--- start of MATERIAL FOR THIS EXERCISE ---

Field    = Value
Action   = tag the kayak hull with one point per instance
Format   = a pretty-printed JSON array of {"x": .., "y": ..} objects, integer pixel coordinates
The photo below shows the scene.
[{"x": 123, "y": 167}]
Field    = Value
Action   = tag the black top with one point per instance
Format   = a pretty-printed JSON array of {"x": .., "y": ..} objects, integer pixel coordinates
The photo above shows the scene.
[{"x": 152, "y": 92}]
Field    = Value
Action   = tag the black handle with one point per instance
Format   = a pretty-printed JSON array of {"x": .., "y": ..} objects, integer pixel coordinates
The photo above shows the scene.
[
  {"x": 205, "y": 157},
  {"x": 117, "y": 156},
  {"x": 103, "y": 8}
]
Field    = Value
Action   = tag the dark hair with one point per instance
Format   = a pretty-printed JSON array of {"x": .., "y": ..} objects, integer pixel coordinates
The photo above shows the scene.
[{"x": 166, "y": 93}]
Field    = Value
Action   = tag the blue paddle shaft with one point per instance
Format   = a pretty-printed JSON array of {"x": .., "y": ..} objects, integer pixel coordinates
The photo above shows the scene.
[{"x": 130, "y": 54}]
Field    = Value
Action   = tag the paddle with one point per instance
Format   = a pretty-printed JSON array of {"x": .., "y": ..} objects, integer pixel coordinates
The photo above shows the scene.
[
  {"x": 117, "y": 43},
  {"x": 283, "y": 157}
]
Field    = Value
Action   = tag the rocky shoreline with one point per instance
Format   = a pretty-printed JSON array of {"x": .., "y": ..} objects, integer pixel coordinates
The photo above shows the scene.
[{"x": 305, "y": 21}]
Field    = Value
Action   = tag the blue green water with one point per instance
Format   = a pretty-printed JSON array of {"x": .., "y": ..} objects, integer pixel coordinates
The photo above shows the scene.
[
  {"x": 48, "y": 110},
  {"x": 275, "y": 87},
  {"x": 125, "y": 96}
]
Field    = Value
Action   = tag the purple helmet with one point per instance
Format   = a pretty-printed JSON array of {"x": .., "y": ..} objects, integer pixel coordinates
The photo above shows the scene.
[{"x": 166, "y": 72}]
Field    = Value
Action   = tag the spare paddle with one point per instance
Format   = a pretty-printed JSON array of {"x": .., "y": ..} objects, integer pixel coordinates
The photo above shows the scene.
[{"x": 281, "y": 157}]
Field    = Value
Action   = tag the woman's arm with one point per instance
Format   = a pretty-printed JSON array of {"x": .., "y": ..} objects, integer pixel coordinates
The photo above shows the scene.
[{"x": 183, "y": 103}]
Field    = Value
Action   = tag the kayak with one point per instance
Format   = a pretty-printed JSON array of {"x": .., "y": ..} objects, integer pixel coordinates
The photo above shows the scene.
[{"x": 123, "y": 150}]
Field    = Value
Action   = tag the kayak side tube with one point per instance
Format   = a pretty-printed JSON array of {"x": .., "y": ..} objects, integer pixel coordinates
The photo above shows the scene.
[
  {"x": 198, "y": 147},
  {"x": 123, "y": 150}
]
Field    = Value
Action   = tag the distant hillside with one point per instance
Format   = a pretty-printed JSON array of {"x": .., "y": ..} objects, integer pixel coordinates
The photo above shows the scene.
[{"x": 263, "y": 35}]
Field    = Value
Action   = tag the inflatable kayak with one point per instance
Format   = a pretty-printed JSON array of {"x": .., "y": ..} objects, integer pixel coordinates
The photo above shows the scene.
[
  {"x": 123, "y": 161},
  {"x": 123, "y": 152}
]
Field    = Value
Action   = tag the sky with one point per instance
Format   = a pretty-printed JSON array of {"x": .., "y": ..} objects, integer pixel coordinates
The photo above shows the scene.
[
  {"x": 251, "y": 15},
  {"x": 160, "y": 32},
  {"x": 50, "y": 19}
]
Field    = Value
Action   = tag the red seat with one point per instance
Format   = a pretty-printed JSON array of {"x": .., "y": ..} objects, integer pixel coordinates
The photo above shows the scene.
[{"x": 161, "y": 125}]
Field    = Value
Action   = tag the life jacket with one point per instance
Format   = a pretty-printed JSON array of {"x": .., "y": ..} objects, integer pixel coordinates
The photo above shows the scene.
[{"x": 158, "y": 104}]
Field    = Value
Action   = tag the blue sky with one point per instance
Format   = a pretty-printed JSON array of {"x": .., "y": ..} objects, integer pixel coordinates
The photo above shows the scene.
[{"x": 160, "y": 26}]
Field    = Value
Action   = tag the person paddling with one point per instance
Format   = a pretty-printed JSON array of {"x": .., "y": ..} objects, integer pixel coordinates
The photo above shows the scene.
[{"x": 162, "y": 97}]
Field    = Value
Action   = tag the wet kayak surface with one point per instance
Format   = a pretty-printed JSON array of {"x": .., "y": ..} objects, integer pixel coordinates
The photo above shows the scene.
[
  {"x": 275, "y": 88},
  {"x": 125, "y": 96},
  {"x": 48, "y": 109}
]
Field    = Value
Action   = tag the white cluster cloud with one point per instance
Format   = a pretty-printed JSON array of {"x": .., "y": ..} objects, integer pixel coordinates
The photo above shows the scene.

--- end of MATERIAL FOR THIS EXERCISE ---

WHAT TO WORK ON =>
Copy out the whole listing exactly as written.

RESULT OF THE TASK =>
Field    = Value
Action   = tag the kayak hull with one point per instance
Format   = a pretty-printed JSON array of {"x": .., "y": ..} objects, integer pixel coordinates
The photo below shows the scene.
[{"x": 123, "y": 167}]
Field    = Value
Action   = tag the black top with one point per instance
Format   = a pretty-printed JSON array of {"x": .., "y": ..} objects, integer pixel coordinates
The photo above shows the scene.
[{"x": 152, "y": 92}]
Field    = Value
Action   = tag the black handle with one point per instance
Format   = a pretty-printed JSON array of {"x": .., "y": ..} objects, integer pixel coordinates
The photo above shows the scene.
[
  {"x": 205, "y": 157},
  {"x": 117, "y": 156},
  {"x": 103, "y": 8}
]
Field    = Value
Action   = tag the dark hair with one point per instance
Format   = a pretty-printed JSON array of {"x": .., "y": ..} objects, integer pixel coordinates
The photo above shows the scene.
[{"x": 166, "y": 93}]
Field    = Value
Action   = tag the blue paddle shaft with one point per instance
Format   = a pretty-printed JSON array of {"x": .., "y": ..} objects, integer pixel coordinates
The photo above shows the scene.
[{"x": 130, "y": 54}]
Field    = Value
Action   = tag the paddle with one point per instance
Format   = a pretty-printed JSON array of {"x": .., "y": ..} objects, integer pixel coordinates
The photo above shows the scene.
[
  {"x": 117, "y": 43},
  {"x": 283, "y": 157}
]
Field    = Value
Action   = tag the rocky shoreline with one point per instance
Format   = a pretty-printed JSON array of {"x": .., "y": ..} objects, integer pixel coordinates
The photo above shows the scene.
[{"x": 305, "y": 21}]
Field    = Value
Action   = tag the blue green water with one point per instance
Format   = a pretty-printed JSON array of {"x": .., "y": ..} objects, integer pixel coordinates
The photo above shows the scene.
[
  {"x": 48, "y": 110},
  {"x": 275, "y": 87},
  {"x": 125, "y": 96}
]
Field    = Value
Action   = tag the purple helmet with one point per instance
Format   = a pretty-printed JSON array of {"x": .., "y": ..} objects, integer pixel coordinates
The photo above shows the scene.
[{"x": 166, "y": 72}]
Field    = Value
Action   = tag the spare paddle with one point per instance
Format   = a pretty-printed JSON array of {"x": .., "y": ..} objects, integer pixel coordinates
The photo above shows the scene.
[{"x": 281, "y": 157}]
Field    = Value
Action   = tag the woman's arm with one point per instance
Format   = a pretty-printed JSON array of {"x": .., "y": ..} objects, integer pixel coordinates
The photo above shows the scene.
[{"x": 183, "y": 103}]
Field    = Value
Action   = tag the kayak with one point per instance
Format   = a pretty-printed JSON array of {"x": .., "y": ..} objects, integer pixel coordinates
The photo above shows the scene.
[{"x": 123, "y": 150}]
Field    = Value
Action   = tag the kayak side tube with one point per instance
Format   = a pretty-printed JSON array of {"x": .., "y": ..} objects, integer pixel coordinates
The photo above shows the scene.
[
  {"x": 198, "y": 147},
  {"x": 123, "y": 150}
]
Field    = Value
Action   = tag the distant hillside with one point per instance
Format   = a pretty-printed JSON array of {"x": .., "y": ..} objects, integer pixel coordinates
The photo above shows the scene.
[{"x": 263, "y": 35}]
Field    = Value
Action   = tag the inflatable kayak with one point per instance
Format   = a pretty-printed JSON array of {"x": .., "y": ..} objects, integer pixel coordinates
The photo above shows the scene.
[
  {"x": 123, "y": 161},
  {"x": 123, "y": 152}
]
Field    = Value
Action   = tag the sky with one point per instance
Format   = a pretty-printed JSON array of {"x": .., "y": ..} objects, integer pixel coordinates
The photo above shows the scene.
[
  {"x": 251, "y": 15},
  {"x": 160, "y": 32},
  {"x": 50, "y": 19}
]
Field    = Value
Action   = tag the red seat with one point per instance
Format   = a pretty-printed JSON array of {"x": .., "y": ..} objects, integer pixel coordinates
The photo above shows the scene.
[{"x": 161, "y": 125}]
Field    = Value
Action   = tag the life jacket with one point per instance
Format   = a pretty-printed JSON array of {"x": .., "y": ..} objects, integer pixel coordinates
The photo above shows the scene.
[{"x": 158, "y": 104}]
Field    = Value
Action   = tag the blue sky with one point per instance
Format   = a pretty-printed JSON array of {"x": .., "y": ..} objects, integer pixel coordinates
The photo above shows the scene.
[{"x": 160, "y": 26}]
Field    = Value
Action   = tag the person paddling with one point per instance
Format   = a pretty-printed JSON array of {"x": .., "y": ..} objects, integer pixel coordinates
The photo above shows the scene.
[{"x": 162, "y": 97}]
Field    = Value
Action   = tag the wet kayak surface with one point per instance
Format   = a pretty-printed JSON array of {"x": .., "y": ..} objects, integer pixel coordinates
The photo above shows the scene.
[
  {"x": 275, "y": 88},
  {"x": 125, "y": 96},
  {"x": 48, "y": 109}
]
Field    = Value
Action   = tag the white cluster cloud with one point per instance
Format   = a pretty-printed JSON array of {"x": .., "y": ..} objects, integer pixel coordinates
The photo above shows the scene.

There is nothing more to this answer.